* [Estratto del documento]
----------------

Francesca Stilla non si occupa soltanto delle madri ma naturalmente anche, e soprattutto, dei figli di cui, confessa a D, “oggi mi sento anch’io un po’ la madre. Ed è la ricchezza che dà il mio lavoro. Ho visto la gioia e le lacrime di giovani donne sterili che dicevano di sì a figli abbandonati, malati o semplicemente non voluti. Giovani educatrici che aprivano le loro case nei giorni di festa a quei figli dimenticati in comunità. E donne combattere le proprie dipendenze, per riprendersi  un figlio e offrirgli un futuro migliore. Sono esempi di maternità che custodisco gelosamente. Molti di quei bambini tornano a trovarmi”.

“Quando arrivano, – annota Gatti – il giudice li accoglie con il suo sorriso luminoso. E subito aggiorna la loro altezza con un leggero segno a matita sul muro dietro la sua scrivania.”

Il giornalista riferisce anche di un episodio appreso dai suoi colleghi: “quando era sostituto procuratore a Reggio Calabria, la dottoressa Stilla visitava i minorenni detenuti e partecipava ai loro progetti educativi.” “Il contatto umano con le persone, anche da giudice, è fondamentale – chiosa il magistrato -. Non si può lavorare solo sulle carte. Nella mia stanza ci sono almeno dieci sedie per dare modo a tutte le parti, familiari, minori, educatori, di intervenire all’udienza. La relazione diretta non compromette l’imparzialità del magistrato, ma la rafforza”.

Sono orgoglioso, come tutta la comunità cittadina, che questa donna coraggiosa e impareggiabile abbia avuto i natali San Marco in Lamis. Nel suo coraggio, nella sua determinazione, nel suo incrollabile senso di giustizia e di pace, ritrovo la saggezza antica e profonda del nostro Gargano.

----------------

* [Righe di dati]
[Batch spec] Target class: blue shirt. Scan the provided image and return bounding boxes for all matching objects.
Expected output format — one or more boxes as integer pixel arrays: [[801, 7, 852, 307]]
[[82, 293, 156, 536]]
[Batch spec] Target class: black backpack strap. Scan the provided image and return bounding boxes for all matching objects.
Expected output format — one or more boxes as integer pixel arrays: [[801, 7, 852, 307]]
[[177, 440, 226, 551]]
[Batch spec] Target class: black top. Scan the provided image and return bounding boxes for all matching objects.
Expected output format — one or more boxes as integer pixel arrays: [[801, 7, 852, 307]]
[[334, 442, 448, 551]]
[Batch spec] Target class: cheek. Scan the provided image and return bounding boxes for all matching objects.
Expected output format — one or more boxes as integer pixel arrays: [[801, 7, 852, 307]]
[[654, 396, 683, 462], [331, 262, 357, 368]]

----------------

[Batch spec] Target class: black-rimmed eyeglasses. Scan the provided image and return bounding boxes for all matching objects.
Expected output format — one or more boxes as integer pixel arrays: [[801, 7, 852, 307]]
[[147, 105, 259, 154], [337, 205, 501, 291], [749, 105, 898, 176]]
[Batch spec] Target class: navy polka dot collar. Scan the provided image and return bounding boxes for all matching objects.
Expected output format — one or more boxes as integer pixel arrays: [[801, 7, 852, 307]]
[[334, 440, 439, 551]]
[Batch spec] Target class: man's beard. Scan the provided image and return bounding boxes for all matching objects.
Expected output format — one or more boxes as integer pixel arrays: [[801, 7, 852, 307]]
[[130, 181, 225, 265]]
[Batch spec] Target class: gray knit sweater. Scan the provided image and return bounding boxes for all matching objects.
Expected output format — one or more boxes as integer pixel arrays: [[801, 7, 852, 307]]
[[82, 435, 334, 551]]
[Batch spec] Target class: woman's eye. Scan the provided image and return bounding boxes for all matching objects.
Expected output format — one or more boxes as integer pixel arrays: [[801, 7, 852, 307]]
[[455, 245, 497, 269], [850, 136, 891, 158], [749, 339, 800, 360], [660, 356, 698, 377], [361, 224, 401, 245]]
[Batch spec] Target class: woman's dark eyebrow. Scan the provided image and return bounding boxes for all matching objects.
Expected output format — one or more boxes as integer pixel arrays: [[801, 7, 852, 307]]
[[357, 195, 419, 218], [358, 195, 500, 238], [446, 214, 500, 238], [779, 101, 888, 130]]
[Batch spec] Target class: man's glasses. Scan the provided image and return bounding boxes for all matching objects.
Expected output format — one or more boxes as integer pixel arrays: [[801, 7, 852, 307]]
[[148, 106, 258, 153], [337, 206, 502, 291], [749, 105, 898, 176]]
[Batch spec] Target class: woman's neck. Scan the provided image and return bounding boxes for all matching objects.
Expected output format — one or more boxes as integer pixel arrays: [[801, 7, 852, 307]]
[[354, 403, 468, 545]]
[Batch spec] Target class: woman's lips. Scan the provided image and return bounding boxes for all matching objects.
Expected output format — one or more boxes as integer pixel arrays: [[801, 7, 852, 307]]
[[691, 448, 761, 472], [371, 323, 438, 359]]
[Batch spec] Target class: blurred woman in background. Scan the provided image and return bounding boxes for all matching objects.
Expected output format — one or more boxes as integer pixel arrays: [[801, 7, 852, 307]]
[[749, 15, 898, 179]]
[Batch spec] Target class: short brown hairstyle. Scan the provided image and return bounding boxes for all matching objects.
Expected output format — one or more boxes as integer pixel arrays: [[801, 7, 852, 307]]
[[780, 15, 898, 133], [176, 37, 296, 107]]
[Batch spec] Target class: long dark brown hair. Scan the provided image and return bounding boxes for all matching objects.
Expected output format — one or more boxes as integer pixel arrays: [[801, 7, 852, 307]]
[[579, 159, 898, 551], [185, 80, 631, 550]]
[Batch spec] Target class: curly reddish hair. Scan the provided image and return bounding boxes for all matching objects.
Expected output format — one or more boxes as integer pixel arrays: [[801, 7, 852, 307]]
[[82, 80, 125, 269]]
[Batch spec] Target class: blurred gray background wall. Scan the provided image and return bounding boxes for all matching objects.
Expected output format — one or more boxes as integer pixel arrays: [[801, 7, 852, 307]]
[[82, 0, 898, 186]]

----------------

* [Consegna 1] Traduci in inglese questa frase dell'estratto: "La relazione diretta non compromette l’imparzialità del magistrato, ma la rafforza".
* [Consegna 2] Ricopia dall'estratto il tratto che va da "Sono orgoglioso, come" fino a "del nostro Gargano.".
Le righe provengono da una fonte diversa dall'estratto.

* [Soluzione 1] A direct relationship does not compromise the magistrate's impartiality, but strengthens it.

* [Soluzione 2]
Sono orgoglioso, come tutta la comunità cittadina, che questa donna coraggiosa e impareggiabile abbia avuto i natali San Marco in Lamis. Nel suo coraggio, nella sua determinazione, nel suo incrollabile senso di giustizia e di pace, ritrovo la saggezza antica e profonda del nostro Gargano.